==== AVAILABLE RECORDS
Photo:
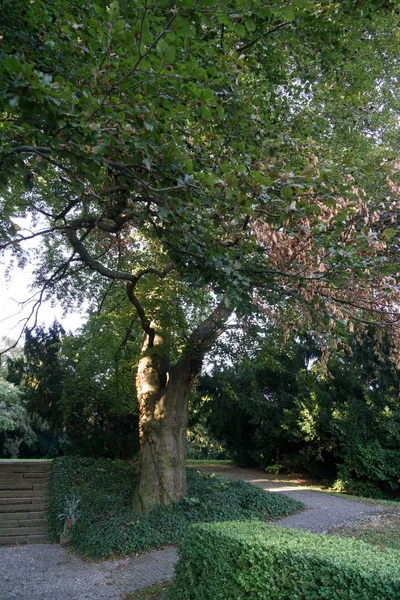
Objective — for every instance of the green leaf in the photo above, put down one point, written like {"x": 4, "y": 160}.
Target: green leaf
{"x": 389, "y": 233}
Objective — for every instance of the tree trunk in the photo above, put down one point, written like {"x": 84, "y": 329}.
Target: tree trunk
{"x": 163, "y": 413}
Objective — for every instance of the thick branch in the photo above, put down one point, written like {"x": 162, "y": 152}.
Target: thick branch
{"x": 94, "y": 264}
{"x": 203, "y": 337}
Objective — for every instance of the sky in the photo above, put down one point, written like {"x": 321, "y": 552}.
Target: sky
{"x": 16, "y": 289}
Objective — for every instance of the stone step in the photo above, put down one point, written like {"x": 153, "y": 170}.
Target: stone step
{"x": 20, "y": 539}
{"x": 23, "y": 531}
{"x": 24, "y": 506}
{"x": 22, "y": 494}
{"x": 23, "y": 485}
{"x": 21, "y": 523}
{"x": 11, "y": 516}
{"x": 7, "y": 469}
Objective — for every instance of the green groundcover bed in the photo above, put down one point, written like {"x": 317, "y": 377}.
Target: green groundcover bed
{"x": 107, "y": 527}
{"x": 255, "y": 561}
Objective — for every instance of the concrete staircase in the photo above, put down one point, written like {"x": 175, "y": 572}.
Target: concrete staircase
{"x": 23, "y": 499}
========
▶ REQUIREMENT
Copy the listing character for character, pictures omitted.

▶ ANSWER
Photo:
Objective — for every instance of the green leaf in the photo above, put down one point, written like {"x": 4, "y": 160}.
Target: green leaf
{"x": 389, "y": 233}
Objective — for every instance of the tree trunk in the photo above, put down one point, written like {"x": 84, "y": 329}.
Target: tree trunk
{"x": 163, "y": 413}
Objective — for every instance of the thick branch in the photo above, put down one point, written like {"x": 162, "y": 152}.
Target: thick branch
{"x": 94, "y": 264}
{"x": 203, "y": 337}
Objective — for every instance of the sky in the photo above, put down one point, written like {"x": 321, "y": 552}.
Target: sky
{"x": 16, "y": 289}
Objective — for every instance of the stone step in the photo above, put down one point, written like {"x": 153, "y": 170}.
Target: stone step
{"x": 20, "y": 539}
{"x": 23, "y": 531}
{"x": 24, "y": 506}
{"x": 22, "y": 494}
{"x": 23, "y": 485}
{"x": 21, "y": 523}
{"x": 11, "y": 516}
{"x": 7, "y": 469}
Objective — for every instance of the green groundcover bed in the photo above, put down one point, written like {"x": 317, "y": 377}.
Target: green groundcover bed
{"x": 107, "y": 527}
{"x": 255, "y": 561}
Objective — for every instance of the concrete staircase in the photo above, put down one point, written like {"x": 175, "y": 572}.
Target: concrete staircase
{"x": 23, "y": 499}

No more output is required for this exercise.